──────── Material provided
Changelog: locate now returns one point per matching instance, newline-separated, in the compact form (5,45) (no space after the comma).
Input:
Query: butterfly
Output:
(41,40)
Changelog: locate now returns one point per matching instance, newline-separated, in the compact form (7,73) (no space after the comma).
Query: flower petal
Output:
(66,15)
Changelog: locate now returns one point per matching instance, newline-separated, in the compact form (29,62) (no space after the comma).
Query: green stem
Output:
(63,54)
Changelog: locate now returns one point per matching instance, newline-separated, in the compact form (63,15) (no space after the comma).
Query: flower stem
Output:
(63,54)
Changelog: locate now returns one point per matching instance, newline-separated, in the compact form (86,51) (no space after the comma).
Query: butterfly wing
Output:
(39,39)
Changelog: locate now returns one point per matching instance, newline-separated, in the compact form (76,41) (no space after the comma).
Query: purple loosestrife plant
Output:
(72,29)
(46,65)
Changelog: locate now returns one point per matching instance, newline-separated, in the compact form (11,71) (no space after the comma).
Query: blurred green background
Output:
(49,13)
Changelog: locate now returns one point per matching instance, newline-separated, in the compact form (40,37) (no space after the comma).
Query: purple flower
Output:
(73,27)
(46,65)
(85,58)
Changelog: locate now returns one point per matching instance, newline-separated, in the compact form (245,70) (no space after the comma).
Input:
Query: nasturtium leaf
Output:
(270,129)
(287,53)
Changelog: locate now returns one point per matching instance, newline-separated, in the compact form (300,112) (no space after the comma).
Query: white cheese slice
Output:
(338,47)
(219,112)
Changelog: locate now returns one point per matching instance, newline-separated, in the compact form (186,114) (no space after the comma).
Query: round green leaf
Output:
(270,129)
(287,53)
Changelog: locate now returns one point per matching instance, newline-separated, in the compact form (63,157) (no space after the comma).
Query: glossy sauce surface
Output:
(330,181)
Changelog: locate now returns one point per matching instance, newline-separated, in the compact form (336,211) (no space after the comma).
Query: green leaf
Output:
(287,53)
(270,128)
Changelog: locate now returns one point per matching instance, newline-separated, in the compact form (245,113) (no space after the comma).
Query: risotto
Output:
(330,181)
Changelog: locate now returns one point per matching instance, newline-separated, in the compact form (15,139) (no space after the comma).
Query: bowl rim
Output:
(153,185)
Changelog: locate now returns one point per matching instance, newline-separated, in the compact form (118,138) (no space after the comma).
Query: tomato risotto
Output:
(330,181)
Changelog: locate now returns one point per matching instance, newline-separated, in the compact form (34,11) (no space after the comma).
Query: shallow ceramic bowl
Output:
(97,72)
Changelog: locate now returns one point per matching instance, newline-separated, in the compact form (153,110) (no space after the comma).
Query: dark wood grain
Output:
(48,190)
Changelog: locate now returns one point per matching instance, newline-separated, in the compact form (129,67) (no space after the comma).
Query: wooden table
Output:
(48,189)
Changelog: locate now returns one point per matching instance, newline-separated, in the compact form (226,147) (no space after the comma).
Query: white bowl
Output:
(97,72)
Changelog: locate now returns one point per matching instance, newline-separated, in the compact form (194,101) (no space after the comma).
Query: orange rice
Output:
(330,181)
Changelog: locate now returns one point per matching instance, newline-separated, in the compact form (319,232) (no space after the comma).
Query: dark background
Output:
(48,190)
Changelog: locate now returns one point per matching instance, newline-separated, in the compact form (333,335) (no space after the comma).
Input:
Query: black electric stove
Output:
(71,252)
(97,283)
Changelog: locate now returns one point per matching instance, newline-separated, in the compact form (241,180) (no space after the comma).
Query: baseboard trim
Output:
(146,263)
────────────────
Whenever a line in the records contains the word "bowl", copy that line.

▶ [Answer]:
Query: bowl rim
Query: shallow ceramic bowl
Query: white bowl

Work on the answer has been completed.